> [Task description]:
Output the lines of the data as a numbered list, from the line that contains "Phrase: chimney hood duct" through the last line, inclusive, and leave out any blank lines.

## Begin Listed entries

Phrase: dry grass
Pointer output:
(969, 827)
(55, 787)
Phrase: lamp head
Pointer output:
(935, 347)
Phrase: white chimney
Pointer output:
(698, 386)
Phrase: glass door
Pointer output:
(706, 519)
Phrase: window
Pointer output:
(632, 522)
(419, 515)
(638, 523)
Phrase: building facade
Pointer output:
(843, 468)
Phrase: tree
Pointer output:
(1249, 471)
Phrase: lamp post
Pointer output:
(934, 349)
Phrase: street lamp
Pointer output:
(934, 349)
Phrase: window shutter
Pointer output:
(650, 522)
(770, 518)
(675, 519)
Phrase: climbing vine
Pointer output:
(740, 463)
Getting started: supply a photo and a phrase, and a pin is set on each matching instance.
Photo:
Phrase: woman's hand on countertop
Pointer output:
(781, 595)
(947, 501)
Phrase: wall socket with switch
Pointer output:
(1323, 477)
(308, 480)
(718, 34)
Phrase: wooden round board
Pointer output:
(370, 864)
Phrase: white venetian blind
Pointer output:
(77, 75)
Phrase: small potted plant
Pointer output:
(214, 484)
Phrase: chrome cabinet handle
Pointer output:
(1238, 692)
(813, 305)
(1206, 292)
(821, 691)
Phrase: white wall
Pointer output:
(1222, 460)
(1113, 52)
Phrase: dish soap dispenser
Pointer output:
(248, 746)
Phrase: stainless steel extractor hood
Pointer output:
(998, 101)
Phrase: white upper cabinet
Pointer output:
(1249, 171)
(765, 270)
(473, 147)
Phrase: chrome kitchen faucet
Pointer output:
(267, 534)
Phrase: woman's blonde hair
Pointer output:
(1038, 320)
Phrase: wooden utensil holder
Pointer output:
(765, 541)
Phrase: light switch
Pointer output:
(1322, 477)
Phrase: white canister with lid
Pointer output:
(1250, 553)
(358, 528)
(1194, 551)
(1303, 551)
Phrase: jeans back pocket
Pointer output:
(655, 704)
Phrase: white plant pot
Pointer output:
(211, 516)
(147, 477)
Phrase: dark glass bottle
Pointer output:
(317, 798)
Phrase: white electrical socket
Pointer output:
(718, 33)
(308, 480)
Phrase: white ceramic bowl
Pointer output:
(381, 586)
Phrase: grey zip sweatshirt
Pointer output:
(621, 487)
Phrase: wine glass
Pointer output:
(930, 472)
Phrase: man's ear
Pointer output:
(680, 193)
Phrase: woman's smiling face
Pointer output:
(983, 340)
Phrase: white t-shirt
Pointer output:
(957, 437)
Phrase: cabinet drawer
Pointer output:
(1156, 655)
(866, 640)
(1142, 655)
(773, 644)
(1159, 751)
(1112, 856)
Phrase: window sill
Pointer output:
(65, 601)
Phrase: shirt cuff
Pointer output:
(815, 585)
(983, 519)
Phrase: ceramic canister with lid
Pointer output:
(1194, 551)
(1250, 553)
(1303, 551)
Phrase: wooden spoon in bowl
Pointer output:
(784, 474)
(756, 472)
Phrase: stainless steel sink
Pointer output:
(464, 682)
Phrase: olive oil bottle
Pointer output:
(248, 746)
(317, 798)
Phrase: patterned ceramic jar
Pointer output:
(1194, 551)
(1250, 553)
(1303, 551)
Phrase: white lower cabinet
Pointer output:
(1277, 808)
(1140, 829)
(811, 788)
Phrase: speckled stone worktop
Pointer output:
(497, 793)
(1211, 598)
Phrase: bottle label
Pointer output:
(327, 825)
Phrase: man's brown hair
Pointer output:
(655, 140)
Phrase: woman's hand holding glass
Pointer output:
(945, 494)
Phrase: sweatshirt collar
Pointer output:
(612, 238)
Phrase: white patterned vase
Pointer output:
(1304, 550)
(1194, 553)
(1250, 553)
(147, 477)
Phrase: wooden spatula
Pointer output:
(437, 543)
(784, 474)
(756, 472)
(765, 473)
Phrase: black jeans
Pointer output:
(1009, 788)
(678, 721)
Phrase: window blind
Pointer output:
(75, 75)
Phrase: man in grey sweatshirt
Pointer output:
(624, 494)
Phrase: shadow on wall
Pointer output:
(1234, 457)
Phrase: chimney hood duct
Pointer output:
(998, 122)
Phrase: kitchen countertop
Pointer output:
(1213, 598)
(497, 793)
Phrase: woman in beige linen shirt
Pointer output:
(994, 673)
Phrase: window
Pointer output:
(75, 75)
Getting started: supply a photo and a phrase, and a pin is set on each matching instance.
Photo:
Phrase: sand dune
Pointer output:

## End Listed entries

> [Response]:
1. Phrase: chimney hood duct
2. Pointer output:
3. (998, 122)
4. Phrase: kitchen countertop
5. Pointer output:
6. (1213, 598)
7. (497, 793)
8. Phrase: woman in beige linen shirt
9. Pointer output:
10. (994, 673)
11. Phrase: window
12. Pointer output:
13. (75, 75)
14. Getting started: supply a photo and a phrase, and a pin is set on each matching instance.
15. Photo:
16. Phrase: sand dune
17. Pointer output:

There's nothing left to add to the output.